What is required
Update the lines below by replacing "asphalt road" with "paved road" and keeping everything else the same. Leave the pictures out of your answer.

Records
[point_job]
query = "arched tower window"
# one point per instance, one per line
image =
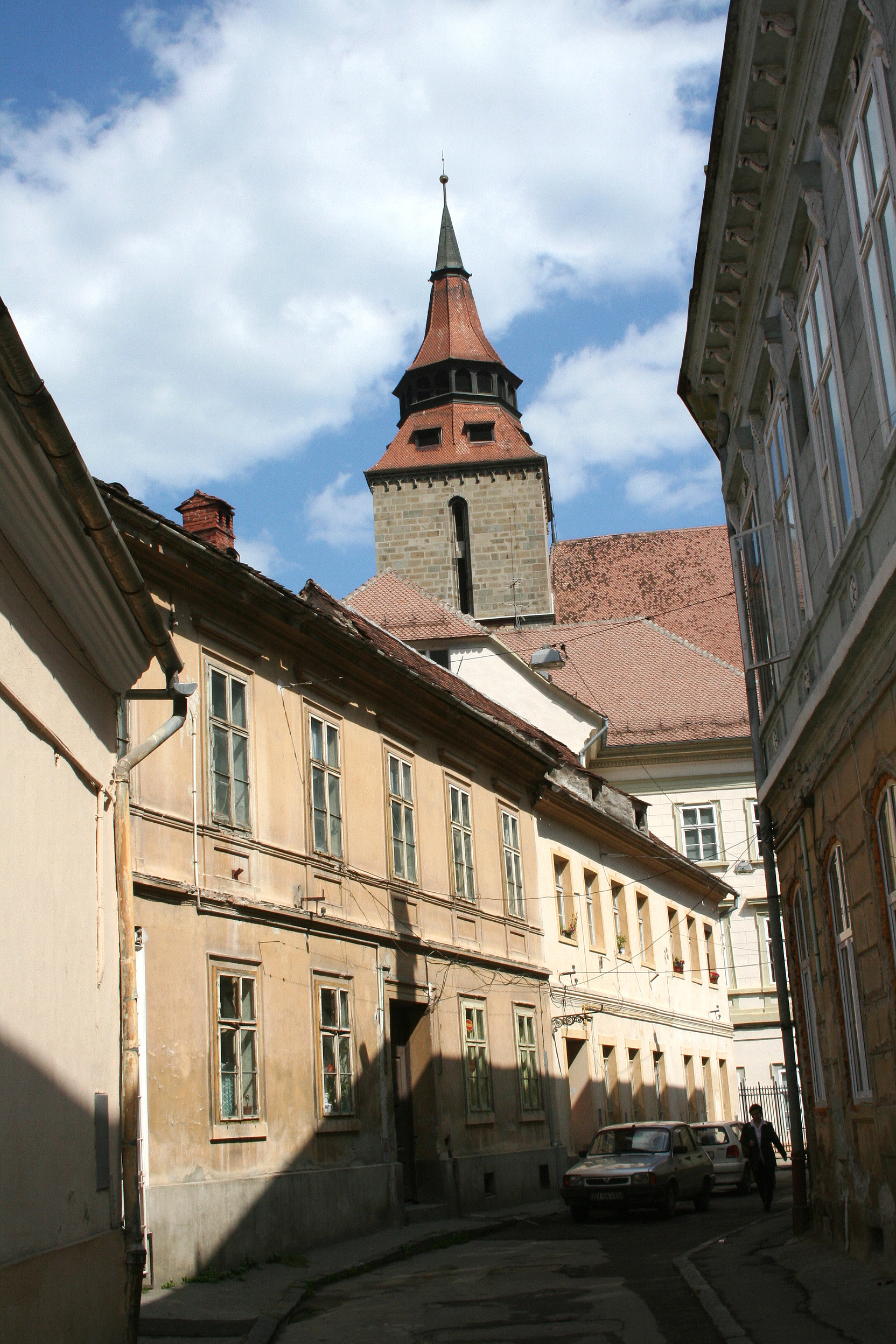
(464, 561)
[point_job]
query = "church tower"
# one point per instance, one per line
(461, 499)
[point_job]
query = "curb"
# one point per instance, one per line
(707, 1296)
(268, 1326)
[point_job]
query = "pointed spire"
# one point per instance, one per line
(449, 254)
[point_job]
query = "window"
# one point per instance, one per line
(694, 949)
(809, 1000)
(568, 919)
(463, 842)
(237, 1031)
(512, 863)
(402, 819)
(675, 939)
(873, 228)
(463, 558)
(887, 842)
(527, 1057)
(711, 955)
(327, 796)
(479, 1097)
(593, 912)
(827, 409)
(789, 550)
(645, 937)
(335, 1026)
(701, 834)
(229, 732)
(848, 975)
(620, 919)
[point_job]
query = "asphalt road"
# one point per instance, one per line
(541, 1280)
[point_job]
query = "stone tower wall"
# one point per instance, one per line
(508, 538)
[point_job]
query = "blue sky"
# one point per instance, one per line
(216, 226)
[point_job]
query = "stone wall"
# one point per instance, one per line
(508, 538)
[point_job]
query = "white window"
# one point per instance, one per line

The completed task
[point_job]
query = "arched tower window"
# one point per instance, one per line
image =
(464, 561)
[point_job]
query = "church tower"
# one point per instance, one per line
(461, 499)
[point_job]
query = "curb"
# one point per instance, one per line
(707, 1296)
(268, 1326)
[point_job]
query = "pointed spire"
# one point per instance, one per line
(449, 254)
[point_job]
query = "window"
# one point per instance, one per line
(694, 949)
(809, 1000)
(568, 919)
(463, 842)
(237, 1031)
(512, 863)
(402, 819)
(675, 939)
(873, 228)
(463, 558)
(887, 842)
(527, 1057)
(711, 955)
(327, 796)
(479, 1097)
(593, 912)
(827, 409)
(789, 550)
(645, 937)
(335, 1026)
(701, 834)
(229, 732)
(848, 975)
(620, 919)
[point_job]
query = "paved road"
# one point per instance, one per line
(541, 1280)
[point_job]
query = "stone tower wall"
# one point per instance, one per line
(508, 538)
[point_job]
query = "blue sky"
# one point per instance, one per line
(216, 226)
[point_job]
query = "stone wall"
# one point per instance, one per line
(508, 538)
[point_job]
query = "white window"
# one point per instance, one per line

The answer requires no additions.